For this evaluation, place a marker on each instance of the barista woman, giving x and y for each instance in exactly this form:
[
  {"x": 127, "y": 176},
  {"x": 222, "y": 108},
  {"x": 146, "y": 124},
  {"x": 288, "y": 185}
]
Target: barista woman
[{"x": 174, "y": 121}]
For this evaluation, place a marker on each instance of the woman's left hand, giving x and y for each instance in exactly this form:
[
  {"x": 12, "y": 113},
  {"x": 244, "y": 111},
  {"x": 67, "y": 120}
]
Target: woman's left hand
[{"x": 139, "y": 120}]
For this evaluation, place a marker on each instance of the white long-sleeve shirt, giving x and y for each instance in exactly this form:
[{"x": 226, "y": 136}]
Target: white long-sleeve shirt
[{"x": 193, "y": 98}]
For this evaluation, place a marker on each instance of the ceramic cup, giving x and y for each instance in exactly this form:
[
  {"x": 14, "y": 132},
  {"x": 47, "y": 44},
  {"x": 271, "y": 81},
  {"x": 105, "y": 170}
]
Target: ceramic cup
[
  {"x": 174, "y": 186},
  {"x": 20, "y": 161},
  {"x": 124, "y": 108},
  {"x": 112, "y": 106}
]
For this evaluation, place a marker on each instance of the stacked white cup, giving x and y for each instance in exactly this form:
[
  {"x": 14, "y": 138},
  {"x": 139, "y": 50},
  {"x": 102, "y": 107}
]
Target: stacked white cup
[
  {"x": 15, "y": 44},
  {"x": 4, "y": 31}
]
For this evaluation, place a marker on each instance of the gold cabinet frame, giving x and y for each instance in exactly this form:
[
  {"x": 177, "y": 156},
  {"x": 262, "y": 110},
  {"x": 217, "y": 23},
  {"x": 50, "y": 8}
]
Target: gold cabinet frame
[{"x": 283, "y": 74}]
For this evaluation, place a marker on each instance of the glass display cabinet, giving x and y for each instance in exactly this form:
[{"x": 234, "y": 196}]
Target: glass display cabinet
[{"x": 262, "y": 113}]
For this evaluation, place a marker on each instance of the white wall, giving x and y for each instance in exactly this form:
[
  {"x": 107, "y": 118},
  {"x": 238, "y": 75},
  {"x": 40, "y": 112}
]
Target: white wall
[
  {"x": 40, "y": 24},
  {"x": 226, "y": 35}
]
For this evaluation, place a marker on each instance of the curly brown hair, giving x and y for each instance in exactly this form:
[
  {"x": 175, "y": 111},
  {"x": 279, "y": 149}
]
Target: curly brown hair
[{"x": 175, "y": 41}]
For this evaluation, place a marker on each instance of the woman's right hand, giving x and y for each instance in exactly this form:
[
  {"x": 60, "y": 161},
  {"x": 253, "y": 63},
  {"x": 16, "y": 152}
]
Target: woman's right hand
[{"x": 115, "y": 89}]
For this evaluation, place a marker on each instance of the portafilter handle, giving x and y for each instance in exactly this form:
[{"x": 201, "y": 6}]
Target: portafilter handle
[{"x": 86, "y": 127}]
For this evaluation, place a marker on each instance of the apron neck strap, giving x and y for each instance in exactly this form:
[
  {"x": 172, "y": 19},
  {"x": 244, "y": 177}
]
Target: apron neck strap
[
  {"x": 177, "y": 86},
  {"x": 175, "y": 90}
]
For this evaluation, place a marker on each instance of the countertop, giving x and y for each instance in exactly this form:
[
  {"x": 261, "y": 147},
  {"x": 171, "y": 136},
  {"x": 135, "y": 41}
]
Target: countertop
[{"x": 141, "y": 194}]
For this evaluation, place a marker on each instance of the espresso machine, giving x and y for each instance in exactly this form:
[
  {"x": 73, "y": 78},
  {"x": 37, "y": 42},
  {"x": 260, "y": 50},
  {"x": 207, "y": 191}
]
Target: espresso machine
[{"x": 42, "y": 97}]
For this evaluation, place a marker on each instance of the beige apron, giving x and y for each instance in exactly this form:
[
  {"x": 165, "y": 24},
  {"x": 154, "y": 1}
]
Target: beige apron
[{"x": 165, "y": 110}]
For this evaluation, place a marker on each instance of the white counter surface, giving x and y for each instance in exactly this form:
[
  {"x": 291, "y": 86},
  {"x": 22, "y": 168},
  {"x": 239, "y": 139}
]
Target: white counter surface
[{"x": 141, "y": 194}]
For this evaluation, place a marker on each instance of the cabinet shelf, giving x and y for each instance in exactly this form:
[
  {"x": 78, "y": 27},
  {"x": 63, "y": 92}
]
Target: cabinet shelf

-- Problem to solve --
Give back all the data exactly as written.

-- Complete response --
For this evaluation, place a marker on each instance of the barista woman, giving x and y for each instance in exactly this form:
[
  {"x": 127, "y": 176},
  {"x": 222, "y": 108},
  {"x": 146, "y": 124},
  {"x": 288, "y": 185}
]
Target: barista woman
[{"x": 174, "y": 121}]
For this evaluation, place a marker on each instance of the woman's left hand, giving x and y for each instance in exactly this form:
[
  {"x": 12, "y": 113},
  {"x": 244, "y": 111},
  {"x": 67, "y": 120}
]
Target: woman's left hand
[{"x": 139, "y": 120}]
For this evaluation, place a marker on each instance of the white long-sleeve shirt, giving x and y for each instance in exactly this form:
[{"x": 226, "y": 136}]
Target: white long-sleeve shirt
[{"x": 193, "y": 98}]
For this evaluation, place a marker on each instance of the ceramic cup, giving x and y for each instance in exactly this form:
[
  {"x": 14, "y": 132},
  {"x": 47, "y": 44},
  {"x": 271, "y": 81},
  {"x": 105, "y": 170}
]
Target: ceramic cup
[
  {"x": 174, "y": 186},
  {"x": 20, "y": 161},
  {"x": 124, "y": 108},
  {"x": 112, "y": 106}
]
For this evaluation, place a marker on each instance of the stacked white cup, giving x and y for each instance in exactly this form:
[
  {"x": 14, "y": 138},
  {"x": 139, "y": 50},
  {"x": 102, "y": 107}
]
Target: stacked white cup
[
  {"x": 15, "y": 44},
  {"x": 4, "y": 31}
]
For this evaluation, place a marker on each instance of the gold cabinet frame, giving x and y for each instance in exactly this form:
[
  {"x": 177, "y": 156},
  {"x": 262, "y": 110},
  {"x": 217, "y": 23},
  {"x": 50, "y": 8}
]
Target: gold cabinet frame
[{"x": 283, "y": 74}]
For this evaluation, place a marker on each instance of the glass display cabinet, giving x and y for each instance in exactly this form:
[{"x": 234, "y": 196}]
Target: glass display cabinet
[{"x": 262, "y": 113}]
For this evaluation, place a marker on each instance of the white wall, giving x and y for each instance in exactly this form:
[
  {"x": 107, "y": 118},
  {"x": 238, "y": 75},
  {"x": 40, "y": 112}
]
Target: white wall
[
  {"x": 40, "y": 24},
  {"x": 226, "y": 35}
]
For this evaluation, place a marker on each instance of the curly brown hair, giving x and y for each instance in exactly this form:
[
  {"x": 175, "y": 111},
  {"x": 279, "y": 149}
]
Target: curly brown hair
[{"x": 175, "y": 41}]
For this evaluation, place a marker on each instance of the woman's right hand, giving x and y for each instance in exactly this form:
[
  {"x": 60, "y": 161},
  {"x": 253, "y": 63},
  {"x": 16, "y": 152}
]
Target: woman's right hand
[{"x": 115, "y": 89}]
For this evaluation, place a marker on each instance of the portafilter handle, giving x and y for each instance in exactly this form:
[{"x": 201, "y": 6}]
Target: portafilter handle
[{"x": 86, "y": 127}]
For this evaluation, place a marker on each instance of the apron neck strap, giving x and y for each instance in exactly this form:
[
  {"x": 172, "y": 19},
  {"x": 244, "y": 177}
]
Target: apron neck strap
[
  {"x": 177, "y": 86},
  {"x": 175, "y": 90}
]
For this evaluation, place a marker on each instance of the countertop, giving x and y for each instance in exactly this form:
[
  {"x": 261, "y": 147},
  {"x": 171, "y": 136},
  {"x": 135, "y": 41}
]
Target: countertop
[{"x": 141, "y": 194}]
For this evaluation, place a marker on each instance of the espresso machine, giving x and y for each instance in exactly this form:
[
  {"x": 73, "y": 78},
  {"x": 37, "y": 42},
  {"x": 260, "y": 50},
  {"x": 207, "y": 191}
]
Target: espresso machine
[{"x": 42, "y": 97}]
For this evaluation, place a marker on each instance of the beige apron, giving x and y for each instance in exactly this form:
[
  {"x": 165, "y": 24},
  {"x": 154, "y": 1}
]
Target: beige apron
[{"x": 165, "y": 110}]
For this evaluation, place a marker on each instance of the white counter surface, giving x and y for each instance in exactly this form:
[
  {"x": 291, "y": 86},
  {"x": 22, "y": 168},
  {"x": 239, "y": 139}
]
Target: white counter surface
[{"x": 141, "y": 194}]
For this evaluation, place a marker on each instance of the cabinet shelf, giving x and y for each instance in exactly this form:
[
  {"x": 78, "y": 27},
  {"x": 63, "y": 92}
]
Target: cabinet shelf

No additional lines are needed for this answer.